Page text:
--- start ---

JOB_STATE: Required. A valid job state is one of the following: PENDING, RUNNING, SUSPENDED, DONE and EXIT.
JOB_EXIT_STATUS: A valid job exit status is an integer from 0 to 255. Required when JOB_STATE is DONE or EXIT.
CPU_TIME: A valid CPU time is a non-negative floating-point number. Only read and checked by jfd when JOB_STATE is DONE or EXIT.
DETAIL: Optional. String with additional information to display in the job runtime attributes. You can use the DETAIL string is to provide additional information about a job status that is specific to a batch system. For example, a job in the Other Batch System might be in a PENDING state because it is on hold. In this case, the DETAIL string can say “On Hold”.
EXEC_HOST: Host on which the job is running.
Example output of a query:
username@tt-jj-194: /tmp/query.sh 174 172 171 176
BEGIN
JOB_ID=171
JOB_STATE=DONE
JOB_EXIT_STATUS=0
CPU_TIME=0.073
DETAIL=
EXEC_HOST=hostA
END
BEGIN
JOB_ID=172
JOB_STATE=EXIT
JOB_EXIT_STATUS=137
CPU_TIME=0.088
DETAIL=100 : after job
EXEC_HOST=hostB
END
BEGIN
JOB_ID=174
JOB_STATE=SUSPENDED
END
BEGIN
JOB_ID=176
JOB_STATE=PENDING
END

--- end ---

Recorded data:
--- start ---

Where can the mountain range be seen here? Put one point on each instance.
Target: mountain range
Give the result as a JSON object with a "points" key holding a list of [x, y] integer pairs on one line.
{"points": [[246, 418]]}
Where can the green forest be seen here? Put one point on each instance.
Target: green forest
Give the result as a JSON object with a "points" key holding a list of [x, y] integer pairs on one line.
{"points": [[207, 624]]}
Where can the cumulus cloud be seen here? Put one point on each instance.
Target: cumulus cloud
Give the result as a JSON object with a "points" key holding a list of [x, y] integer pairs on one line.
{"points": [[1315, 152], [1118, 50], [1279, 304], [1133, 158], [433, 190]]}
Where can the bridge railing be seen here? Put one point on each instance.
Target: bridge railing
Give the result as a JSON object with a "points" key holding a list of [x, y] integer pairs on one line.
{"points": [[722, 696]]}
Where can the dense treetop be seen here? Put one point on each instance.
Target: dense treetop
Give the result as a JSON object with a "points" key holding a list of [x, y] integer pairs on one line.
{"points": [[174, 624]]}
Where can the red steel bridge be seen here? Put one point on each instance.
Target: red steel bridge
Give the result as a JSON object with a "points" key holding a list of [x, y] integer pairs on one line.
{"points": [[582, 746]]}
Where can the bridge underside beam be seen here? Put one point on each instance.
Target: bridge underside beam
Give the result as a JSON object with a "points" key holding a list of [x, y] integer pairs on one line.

--- end ---

Copy verbatim the stretch of the job status field text above that begins at the words "JOB_STATE: Required. A" and stops after the words "job is running.".

Task answer:
JOB_STATE: Required. A valid job state is one of the following: PENDING, RUNNING, SUSPENDED, DONE and EXIT.
JOB_EXIT_STATUS: A valid job exit status is an integer from 0 to 255. Required when JOB_STATE is DONE or EXIT.
CPU_TIME: A valid CPU time is a non-negative floating-point number. Only read and checked by jfd when JOB_STATE is DONE or EXIT.
DETAIL: Optional. String with additional information to display in the job runtime attributes. You can use the DETAIL string is to provide additional information about a job status that is specific to a batch system. For example, a job in the Other Batch System might be in a PENDING state because it is on hold. In this case, the DETAIL string can say “On Hold”.
EXEC_HOST: Host on which the job is running.